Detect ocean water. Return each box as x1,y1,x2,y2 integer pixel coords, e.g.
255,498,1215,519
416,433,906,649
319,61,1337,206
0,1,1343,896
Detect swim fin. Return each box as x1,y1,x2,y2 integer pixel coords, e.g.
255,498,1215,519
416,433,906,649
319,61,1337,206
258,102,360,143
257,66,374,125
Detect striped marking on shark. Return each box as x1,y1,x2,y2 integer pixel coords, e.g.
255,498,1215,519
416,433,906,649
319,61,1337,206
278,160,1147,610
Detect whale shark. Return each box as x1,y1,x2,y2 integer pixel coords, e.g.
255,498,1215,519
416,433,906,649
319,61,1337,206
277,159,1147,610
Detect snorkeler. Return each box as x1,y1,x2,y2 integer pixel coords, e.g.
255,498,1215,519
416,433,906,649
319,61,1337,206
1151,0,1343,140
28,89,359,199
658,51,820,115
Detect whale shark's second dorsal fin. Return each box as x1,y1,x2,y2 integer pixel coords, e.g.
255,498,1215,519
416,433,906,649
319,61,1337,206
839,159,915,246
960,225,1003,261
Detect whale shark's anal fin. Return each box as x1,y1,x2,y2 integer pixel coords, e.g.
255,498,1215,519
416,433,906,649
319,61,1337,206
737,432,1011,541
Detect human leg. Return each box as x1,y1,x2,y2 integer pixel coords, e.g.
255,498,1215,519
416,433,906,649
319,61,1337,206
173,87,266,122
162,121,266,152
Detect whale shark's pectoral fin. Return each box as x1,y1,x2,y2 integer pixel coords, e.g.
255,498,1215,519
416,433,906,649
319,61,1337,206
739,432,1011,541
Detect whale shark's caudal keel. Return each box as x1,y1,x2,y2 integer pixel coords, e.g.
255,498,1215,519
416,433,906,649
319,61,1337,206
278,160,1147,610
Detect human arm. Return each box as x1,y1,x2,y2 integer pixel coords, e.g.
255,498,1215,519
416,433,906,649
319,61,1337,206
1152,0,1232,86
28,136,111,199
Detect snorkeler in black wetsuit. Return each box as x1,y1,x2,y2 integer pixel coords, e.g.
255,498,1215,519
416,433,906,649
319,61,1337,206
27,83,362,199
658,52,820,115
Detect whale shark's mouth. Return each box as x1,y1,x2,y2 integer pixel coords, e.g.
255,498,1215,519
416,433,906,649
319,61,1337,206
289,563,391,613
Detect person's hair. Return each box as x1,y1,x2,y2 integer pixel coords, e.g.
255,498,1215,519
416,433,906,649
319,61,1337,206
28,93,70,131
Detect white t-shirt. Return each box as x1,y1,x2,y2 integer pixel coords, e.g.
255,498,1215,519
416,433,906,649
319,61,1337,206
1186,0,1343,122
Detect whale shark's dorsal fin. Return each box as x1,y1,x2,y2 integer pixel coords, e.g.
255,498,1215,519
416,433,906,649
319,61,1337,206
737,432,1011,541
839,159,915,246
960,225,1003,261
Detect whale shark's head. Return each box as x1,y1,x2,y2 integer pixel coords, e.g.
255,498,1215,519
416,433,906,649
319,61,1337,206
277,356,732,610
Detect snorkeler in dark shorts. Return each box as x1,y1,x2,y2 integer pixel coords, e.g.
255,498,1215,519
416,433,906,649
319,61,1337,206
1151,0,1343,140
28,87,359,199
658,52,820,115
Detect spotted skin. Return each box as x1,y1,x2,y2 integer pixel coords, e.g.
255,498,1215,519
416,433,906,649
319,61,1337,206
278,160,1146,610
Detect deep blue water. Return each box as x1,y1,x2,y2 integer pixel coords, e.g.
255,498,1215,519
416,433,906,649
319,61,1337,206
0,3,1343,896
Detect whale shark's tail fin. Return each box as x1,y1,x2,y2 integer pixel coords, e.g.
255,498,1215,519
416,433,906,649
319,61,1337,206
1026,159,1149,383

-- WHAT THE EXERCISE ASKS --
Rewrite the stretch from the line containing "Detect whale shark's pectoral" through the line containing "28,136,111,199", replacing "coords" with "coordinates" and leaving everything else unchanged.

-- EXPECTED OUTPUT --
Detect whale shark's pectoral fin. Return each box as x1,y1,x2,y2 integer pixel coordinates, e.g.
255,498,1215,519
416,433,906,649
319,61,1337,206
739,432,1011,541
Detect whale shark's caudal keel. Return each box as x1,y1,x2,y2 integer pixel coordinates, e.g.
255,498,1215,519
416,433,906,649
319,61,1337,206
278,160,1147,610
Detect human arm. Return each box as x1,y1,x2,y2 integer pixel coordinates, e.g.
255,498,1215,519
416,433,906,649
319,61,1337,206
1152,0,1232,86
28,136,111,199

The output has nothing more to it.